Point-based annotation data:
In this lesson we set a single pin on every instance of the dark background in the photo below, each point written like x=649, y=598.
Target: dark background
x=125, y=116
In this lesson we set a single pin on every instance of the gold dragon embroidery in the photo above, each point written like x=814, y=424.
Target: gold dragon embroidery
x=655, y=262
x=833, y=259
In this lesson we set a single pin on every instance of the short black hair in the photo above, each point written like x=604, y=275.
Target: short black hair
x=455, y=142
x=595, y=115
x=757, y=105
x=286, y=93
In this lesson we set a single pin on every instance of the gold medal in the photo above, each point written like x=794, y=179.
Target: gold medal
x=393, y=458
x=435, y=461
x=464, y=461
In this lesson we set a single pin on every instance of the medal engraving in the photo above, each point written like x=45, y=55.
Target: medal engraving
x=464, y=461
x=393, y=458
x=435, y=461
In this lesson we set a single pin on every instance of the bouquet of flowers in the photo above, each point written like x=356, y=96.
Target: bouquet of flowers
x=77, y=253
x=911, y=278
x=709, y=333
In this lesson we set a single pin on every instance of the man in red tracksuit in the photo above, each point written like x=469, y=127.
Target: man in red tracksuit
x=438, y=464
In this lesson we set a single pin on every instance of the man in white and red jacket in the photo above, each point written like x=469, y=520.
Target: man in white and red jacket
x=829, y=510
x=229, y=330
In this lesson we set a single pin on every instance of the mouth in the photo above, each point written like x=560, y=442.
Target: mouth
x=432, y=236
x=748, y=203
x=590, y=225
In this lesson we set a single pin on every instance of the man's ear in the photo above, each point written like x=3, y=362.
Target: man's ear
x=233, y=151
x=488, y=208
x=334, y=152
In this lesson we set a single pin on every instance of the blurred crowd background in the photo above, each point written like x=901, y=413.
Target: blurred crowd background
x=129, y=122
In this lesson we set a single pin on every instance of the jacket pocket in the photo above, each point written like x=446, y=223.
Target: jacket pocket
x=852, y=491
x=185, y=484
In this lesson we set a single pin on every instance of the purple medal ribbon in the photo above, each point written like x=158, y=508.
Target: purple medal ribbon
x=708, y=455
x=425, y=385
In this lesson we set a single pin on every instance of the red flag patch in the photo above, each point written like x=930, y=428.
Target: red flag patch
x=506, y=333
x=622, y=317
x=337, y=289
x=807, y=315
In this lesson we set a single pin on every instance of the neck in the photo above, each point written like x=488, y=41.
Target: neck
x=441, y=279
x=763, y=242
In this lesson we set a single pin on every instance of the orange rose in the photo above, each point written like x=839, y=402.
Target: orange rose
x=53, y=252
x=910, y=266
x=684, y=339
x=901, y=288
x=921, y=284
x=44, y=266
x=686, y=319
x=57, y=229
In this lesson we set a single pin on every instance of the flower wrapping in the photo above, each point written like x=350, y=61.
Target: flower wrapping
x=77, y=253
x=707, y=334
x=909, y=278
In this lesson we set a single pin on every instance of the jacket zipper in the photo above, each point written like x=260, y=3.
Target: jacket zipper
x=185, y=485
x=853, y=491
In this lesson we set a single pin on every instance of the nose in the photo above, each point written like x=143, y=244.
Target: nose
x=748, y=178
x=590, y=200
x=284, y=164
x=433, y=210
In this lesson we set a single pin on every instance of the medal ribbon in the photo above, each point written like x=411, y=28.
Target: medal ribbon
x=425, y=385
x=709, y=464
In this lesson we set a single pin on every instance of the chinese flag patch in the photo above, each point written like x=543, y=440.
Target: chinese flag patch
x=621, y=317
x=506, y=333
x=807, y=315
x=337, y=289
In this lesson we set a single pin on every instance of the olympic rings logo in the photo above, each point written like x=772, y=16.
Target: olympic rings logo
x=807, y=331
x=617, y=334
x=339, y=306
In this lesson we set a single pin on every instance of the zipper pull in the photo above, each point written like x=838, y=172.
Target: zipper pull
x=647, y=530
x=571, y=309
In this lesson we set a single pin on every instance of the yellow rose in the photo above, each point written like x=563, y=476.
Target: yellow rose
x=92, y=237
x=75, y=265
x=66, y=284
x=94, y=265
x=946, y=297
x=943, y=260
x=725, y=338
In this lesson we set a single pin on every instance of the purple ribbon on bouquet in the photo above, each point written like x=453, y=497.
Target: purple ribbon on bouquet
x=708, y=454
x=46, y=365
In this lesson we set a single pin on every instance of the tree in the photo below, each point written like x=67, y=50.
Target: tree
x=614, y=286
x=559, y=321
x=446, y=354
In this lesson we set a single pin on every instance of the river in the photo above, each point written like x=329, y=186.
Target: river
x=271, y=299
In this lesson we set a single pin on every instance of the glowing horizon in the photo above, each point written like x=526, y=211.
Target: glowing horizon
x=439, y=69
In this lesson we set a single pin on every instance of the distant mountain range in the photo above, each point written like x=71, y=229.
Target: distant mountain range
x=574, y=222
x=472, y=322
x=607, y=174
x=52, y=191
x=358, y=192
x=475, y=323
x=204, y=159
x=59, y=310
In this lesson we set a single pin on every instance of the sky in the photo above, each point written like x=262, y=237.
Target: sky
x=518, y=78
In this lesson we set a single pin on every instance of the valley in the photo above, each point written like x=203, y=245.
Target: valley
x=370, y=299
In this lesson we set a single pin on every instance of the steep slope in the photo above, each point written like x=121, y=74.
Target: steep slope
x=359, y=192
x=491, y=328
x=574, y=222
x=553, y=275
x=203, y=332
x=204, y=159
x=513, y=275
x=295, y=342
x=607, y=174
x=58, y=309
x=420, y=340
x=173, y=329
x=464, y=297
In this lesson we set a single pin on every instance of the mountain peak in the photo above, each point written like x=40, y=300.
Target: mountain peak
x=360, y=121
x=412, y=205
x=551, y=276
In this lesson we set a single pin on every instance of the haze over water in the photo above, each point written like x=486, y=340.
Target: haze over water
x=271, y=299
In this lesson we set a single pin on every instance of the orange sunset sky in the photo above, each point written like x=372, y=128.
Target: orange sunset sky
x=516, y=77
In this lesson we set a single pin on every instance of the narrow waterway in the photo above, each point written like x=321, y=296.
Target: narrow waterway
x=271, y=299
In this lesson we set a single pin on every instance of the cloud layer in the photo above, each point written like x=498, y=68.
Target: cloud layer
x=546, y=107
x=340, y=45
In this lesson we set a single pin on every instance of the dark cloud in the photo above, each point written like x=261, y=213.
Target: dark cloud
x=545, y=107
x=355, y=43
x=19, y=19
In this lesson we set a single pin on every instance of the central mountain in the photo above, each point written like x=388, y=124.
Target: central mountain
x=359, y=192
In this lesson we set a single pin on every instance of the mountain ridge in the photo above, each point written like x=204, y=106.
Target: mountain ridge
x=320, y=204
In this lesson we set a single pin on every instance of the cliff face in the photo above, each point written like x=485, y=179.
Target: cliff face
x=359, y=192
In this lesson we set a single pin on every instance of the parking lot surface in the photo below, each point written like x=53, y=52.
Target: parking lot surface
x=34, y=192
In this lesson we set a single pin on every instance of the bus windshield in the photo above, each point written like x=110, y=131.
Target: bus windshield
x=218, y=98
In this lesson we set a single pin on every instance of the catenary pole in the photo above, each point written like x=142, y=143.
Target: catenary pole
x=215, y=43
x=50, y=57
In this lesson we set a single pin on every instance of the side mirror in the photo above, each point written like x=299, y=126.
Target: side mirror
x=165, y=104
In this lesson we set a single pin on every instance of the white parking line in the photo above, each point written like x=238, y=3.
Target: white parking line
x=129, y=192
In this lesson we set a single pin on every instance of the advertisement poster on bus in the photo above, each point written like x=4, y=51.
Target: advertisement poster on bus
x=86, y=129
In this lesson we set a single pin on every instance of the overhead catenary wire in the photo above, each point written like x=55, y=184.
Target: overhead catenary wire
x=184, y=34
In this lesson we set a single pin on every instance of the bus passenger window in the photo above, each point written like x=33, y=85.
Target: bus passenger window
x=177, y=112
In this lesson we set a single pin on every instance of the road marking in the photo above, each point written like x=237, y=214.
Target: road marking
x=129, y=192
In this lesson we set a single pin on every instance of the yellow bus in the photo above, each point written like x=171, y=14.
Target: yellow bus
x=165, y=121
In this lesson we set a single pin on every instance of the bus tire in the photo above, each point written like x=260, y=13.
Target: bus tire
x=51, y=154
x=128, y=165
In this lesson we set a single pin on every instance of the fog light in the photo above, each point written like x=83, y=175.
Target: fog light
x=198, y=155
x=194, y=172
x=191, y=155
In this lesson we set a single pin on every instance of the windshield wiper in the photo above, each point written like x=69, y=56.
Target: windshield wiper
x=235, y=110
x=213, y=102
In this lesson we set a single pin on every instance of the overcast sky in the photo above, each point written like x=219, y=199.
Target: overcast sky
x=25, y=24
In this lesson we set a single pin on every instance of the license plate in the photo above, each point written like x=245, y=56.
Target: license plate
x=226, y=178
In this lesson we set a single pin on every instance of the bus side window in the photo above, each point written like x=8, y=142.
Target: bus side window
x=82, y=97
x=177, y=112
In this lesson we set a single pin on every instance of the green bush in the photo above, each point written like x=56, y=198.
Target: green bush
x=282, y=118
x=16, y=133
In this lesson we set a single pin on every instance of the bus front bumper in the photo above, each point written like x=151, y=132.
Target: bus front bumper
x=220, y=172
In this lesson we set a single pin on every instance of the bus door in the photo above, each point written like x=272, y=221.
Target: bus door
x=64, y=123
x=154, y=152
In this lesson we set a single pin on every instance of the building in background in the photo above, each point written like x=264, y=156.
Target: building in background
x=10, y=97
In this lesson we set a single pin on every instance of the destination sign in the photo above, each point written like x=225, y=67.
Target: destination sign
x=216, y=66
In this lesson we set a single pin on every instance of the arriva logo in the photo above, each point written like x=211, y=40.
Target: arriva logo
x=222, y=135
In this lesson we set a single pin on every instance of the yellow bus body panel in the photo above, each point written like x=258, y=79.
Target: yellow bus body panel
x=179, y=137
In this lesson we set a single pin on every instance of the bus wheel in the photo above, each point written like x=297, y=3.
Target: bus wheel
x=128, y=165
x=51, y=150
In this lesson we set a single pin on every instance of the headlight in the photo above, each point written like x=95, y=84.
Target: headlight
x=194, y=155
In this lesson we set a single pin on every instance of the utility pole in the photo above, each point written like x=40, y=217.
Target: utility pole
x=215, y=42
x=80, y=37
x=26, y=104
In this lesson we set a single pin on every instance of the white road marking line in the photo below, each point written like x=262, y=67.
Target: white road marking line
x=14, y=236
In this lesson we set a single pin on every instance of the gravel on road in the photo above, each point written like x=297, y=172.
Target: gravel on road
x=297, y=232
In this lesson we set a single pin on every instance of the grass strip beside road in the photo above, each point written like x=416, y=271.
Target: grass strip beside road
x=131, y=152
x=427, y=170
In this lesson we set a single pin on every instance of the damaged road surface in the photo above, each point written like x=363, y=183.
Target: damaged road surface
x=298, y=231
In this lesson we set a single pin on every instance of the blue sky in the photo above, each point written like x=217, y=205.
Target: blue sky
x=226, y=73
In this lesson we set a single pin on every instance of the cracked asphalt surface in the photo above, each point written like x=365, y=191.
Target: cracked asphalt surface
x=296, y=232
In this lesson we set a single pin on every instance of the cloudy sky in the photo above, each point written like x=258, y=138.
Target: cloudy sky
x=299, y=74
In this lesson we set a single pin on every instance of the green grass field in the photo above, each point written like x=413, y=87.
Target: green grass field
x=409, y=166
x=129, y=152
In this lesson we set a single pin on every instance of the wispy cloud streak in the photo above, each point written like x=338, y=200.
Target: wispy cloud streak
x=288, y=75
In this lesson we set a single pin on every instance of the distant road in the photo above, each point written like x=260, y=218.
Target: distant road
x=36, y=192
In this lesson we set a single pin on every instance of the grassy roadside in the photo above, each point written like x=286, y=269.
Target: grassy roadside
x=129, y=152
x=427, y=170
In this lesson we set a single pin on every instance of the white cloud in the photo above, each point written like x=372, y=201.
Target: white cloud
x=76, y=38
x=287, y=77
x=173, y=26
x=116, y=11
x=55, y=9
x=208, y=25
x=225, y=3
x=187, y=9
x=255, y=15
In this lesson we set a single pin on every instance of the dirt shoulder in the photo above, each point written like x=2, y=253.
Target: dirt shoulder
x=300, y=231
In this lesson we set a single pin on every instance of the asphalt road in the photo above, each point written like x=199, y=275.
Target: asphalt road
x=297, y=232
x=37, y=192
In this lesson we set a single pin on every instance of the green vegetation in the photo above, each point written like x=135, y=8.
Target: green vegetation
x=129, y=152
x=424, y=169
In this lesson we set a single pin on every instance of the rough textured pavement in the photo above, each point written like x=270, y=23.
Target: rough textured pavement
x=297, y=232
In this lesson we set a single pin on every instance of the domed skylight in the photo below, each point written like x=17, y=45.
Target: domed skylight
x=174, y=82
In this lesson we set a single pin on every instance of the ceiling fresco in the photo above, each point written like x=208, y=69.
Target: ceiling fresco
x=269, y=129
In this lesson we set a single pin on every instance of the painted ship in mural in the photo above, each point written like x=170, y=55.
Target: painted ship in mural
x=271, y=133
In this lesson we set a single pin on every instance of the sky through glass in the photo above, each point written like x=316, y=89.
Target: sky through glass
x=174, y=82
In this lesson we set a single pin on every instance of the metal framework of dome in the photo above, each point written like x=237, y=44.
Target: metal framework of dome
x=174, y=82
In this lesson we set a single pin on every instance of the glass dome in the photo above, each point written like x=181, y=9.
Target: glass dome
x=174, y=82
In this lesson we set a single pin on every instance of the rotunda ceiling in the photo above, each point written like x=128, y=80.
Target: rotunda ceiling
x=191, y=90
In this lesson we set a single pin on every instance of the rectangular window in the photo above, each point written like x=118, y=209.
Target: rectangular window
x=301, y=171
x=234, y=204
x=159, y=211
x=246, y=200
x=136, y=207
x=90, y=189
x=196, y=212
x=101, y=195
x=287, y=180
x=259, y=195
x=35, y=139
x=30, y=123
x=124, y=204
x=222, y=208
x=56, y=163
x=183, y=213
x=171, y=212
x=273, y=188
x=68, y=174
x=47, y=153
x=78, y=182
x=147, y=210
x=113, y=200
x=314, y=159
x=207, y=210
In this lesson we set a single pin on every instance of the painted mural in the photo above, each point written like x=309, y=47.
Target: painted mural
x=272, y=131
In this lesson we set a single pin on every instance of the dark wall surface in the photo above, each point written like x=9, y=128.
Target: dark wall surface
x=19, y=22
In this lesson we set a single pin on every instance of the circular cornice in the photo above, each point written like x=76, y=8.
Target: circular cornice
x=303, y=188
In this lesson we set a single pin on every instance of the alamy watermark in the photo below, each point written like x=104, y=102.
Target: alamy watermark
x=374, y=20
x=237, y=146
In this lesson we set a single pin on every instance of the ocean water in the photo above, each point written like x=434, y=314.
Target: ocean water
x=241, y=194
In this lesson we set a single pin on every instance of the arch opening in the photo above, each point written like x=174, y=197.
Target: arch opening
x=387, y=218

▶ What you need to do: Please update the part of the listing that opens with the line containing "like x=3, y=362." and closes with the line containing "x=909, y=278", changing "orange rose" to "orange flower" and leaving everything else as it is. Return only those lines.

▶ Correct result:
In this lesson we set a single pin on every instance of the man's ear in the photo above, each point written like x=3, y=362.
Target: man's ear
x=233, y=151
x=488, y=208
x=334, y=152
In this lesson we set a single pin on every instance of the blurred crowd background in the photo above, each point written like x=901, y=413.
Target: blurred crowd background
x=129, y=122
In this lesson we set a single pin on every instance of the jacket pocket in the photo above, each point written like x=446, y=223.
Target: jacket pocket
x=852, y=491
x=185, y=484
In this lesson we set a single pin on every instance of the purple medal ribbon in the photo above, each point written like x=158, y=508.
Target: purple medal ribbon
x=708, y=455
x=425, y=385
In this lesson we set a single pin on every instance of the red flag patch in the photo above, each point written like x=930, y=428.
Target: red flag patch
x=506, y=333
x=622, y=317
x=337, y=289
x=807, y=315
In this lesson we set a single pin on every instance of the neck in the photo above, each point written like x=488, y=41.
Target: neck
x=441, y=279
x=763, y=242
In this lesson we set a single pin on every instance of the orange flower in the photo above, each point written like x=839, y=402.
Target: orange flower
x=53, y=252
x=910, y=266
x=684, y=339
x=901, y=288
x=921, y=284
x=44, y=266
x=686, y=319
x=57, y=229
In this lesson we set a single pin on every instance of the flower wrapping in the photo above, each point written like x=350, y=61.
Target: flower wrapping
x=77, y=253
x=707, y=334
x=909, y=278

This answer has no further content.